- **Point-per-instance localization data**
........
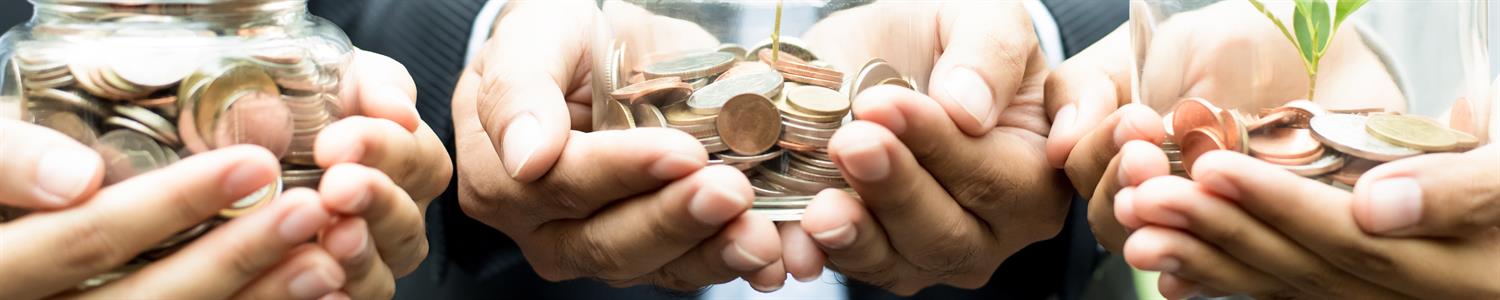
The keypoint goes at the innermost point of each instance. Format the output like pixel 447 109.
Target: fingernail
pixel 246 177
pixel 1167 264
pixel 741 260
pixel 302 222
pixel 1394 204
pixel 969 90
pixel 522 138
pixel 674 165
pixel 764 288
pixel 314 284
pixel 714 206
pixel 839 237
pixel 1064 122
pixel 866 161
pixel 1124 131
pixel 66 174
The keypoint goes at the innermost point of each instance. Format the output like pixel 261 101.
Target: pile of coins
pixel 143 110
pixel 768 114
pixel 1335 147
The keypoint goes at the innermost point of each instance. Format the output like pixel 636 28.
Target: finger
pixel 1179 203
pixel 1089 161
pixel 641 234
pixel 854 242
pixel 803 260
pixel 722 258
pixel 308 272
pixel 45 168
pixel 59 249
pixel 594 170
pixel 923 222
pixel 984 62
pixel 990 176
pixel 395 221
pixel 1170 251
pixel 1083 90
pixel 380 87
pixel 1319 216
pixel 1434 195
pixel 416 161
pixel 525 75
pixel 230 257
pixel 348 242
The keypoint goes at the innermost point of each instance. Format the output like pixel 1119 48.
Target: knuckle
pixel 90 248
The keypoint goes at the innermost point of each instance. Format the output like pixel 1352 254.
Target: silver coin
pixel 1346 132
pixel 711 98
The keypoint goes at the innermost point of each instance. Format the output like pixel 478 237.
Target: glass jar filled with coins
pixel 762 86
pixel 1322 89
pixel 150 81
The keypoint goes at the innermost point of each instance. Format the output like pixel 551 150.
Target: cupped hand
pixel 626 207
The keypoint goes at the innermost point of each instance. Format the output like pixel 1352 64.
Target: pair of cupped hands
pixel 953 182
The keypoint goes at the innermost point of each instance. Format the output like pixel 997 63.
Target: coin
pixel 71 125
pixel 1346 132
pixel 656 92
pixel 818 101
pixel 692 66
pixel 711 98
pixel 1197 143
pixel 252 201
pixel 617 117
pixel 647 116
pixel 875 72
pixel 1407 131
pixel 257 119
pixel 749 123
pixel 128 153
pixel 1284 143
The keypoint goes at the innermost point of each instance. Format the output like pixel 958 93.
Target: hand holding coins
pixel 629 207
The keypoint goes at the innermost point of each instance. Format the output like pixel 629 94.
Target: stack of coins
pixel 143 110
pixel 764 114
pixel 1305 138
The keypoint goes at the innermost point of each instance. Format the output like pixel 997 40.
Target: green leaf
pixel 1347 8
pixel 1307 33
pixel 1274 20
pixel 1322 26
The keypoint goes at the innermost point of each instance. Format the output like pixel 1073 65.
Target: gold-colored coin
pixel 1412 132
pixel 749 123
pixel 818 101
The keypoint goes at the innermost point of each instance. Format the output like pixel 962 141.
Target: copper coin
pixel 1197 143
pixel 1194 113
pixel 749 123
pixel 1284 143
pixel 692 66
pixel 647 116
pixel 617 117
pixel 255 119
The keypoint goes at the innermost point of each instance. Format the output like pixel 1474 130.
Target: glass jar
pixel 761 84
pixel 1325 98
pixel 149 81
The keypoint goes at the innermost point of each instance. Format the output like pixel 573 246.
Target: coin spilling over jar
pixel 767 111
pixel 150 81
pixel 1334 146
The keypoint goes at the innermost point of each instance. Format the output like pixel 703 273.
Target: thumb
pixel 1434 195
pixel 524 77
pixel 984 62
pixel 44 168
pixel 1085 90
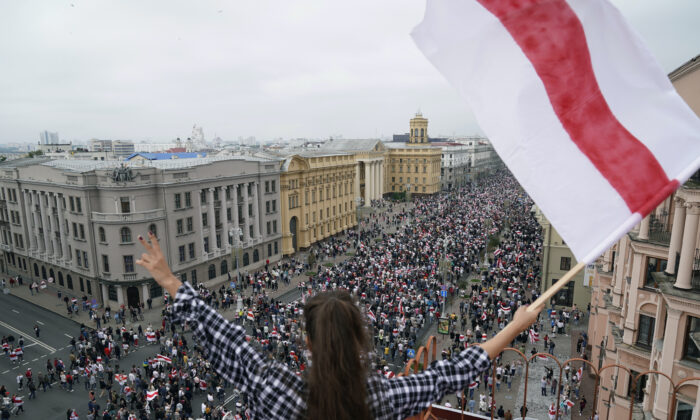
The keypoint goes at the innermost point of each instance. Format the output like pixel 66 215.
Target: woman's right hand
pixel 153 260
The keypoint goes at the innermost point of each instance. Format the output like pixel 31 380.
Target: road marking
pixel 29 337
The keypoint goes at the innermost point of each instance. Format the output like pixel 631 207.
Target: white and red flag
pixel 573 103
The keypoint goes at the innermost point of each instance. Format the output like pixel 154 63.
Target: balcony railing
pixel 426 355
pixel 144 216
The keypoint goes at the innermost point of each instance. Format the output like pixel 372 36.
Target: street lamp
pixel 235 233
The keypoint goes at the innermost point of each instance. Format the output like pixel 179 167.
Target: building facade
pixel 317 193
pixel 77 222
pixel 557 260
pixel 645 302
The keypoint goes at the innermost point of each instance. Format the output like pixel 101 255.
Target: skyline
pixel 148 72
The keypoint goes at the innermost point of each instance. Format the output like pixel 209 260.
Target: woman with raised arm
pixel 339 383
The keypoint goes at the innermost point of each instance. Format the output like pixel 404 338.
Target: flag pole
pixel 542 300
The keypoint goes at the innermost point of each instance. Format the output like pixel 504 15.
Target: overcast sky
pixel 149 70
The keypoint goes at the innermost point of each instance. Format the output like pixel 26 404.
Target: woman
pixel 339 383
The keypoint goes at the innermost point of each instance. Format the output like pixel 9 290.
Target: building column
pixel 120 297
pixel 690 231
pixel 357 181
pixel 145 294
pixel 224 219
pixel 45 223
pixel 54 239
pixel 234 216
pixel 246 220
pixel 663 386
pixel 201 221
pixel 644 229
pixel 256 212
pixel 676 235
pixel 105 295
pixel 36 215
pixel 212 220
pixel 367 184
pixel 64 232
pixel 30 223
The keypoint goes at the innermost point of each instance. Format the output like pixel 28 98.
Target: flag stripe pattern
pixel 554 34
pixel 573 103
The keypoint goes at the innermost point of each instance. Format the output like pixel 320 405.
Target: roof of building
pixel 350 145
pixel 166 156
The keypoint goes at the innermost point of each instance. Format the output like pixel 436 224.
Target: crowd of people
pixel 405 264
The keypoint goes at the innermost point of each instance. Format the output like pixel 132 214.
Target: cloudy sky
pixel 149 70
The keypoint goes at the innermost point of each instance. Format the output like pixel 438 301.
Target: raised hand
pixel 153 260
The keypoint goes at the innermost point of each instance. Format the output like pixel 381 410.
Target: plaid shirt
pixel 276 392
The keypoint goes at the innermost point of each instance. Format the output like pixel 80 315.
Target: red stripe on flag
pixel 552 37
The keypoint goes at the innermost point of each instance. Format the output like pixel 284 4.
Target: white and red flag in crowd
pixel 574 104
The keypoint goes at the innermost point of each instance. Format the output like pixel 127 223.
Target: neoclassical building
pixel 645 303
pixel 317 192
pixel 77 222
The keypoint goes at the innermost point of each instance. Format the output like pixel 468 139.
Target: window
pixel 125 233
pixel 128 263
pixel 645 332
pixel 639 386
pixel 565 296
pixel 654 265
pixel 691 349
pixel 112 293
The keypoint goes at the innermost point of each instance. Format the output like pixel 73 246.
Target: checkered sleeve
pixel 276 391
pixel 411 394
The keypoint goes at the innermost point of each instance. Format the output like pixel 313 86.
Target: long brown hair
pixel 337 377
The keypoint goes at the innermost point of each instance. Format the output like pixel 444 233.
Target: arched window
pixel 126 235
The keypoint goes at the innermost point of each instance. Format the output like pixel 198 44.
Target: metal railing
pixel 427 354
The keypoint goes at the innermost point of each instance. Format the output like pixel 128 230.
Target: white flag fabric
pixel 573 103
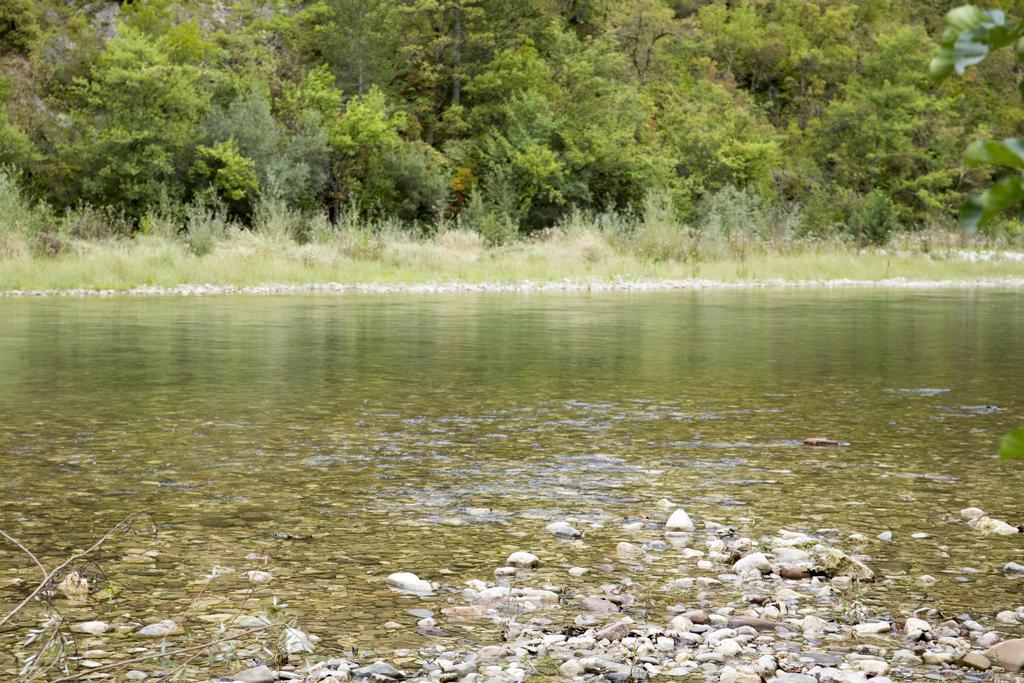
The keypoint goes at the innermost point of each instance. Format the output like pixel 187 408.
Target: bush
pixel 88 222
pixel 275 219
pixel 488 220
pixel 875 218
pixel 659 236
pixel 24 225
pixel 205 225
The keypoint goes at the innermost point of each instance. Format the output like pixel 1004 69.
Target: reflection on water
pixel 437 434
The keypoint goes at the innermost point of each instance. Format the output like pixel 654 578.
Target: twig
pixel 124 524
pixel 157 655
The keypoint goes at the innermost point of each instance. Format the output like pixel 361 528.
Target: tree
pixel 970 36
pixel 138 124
........
- **What is being asked**
Leave out every line above except those from the line with "Target: plaid shirt" up to and including the line with "pixel 313 86.", and copy those exactly.

- **Answer to this problem**
Target: plaid shirt
pixel 276 392
The keypoint goes at the innermost point of each instance. Format the output like pixel 80 315.
Target: red stripe on flag
pixel 552 37
The keypoint goes at the innermost point of each instance. Format the output like pixel 284 4.
Target: white and red flag in crowd
pixel 574 104
The keypoint goes at the innermost point of each instance. Format the output like pixel 127 223.
Target: neoclassical building
pixel 645 303
pixel 317 192
pixel 77 222
The keypoint goes at the innermost point of each instance. Format the output like pixel 468 139.
Target: window
pixel 125 233
pixel 128 263
pixel 645 332
pixel 639 386
pixel 565 296
pixel 654 265
pixel 691 349
pixel 112 293
The keypoint goes at the innermost point of each instance. Format the output like pixel 73 246.
Target: checkered sleeve
pixel 276 391
pixel 411 394
The keypoint goes at the innermost point of each instance. Format the output like pixel 313 86.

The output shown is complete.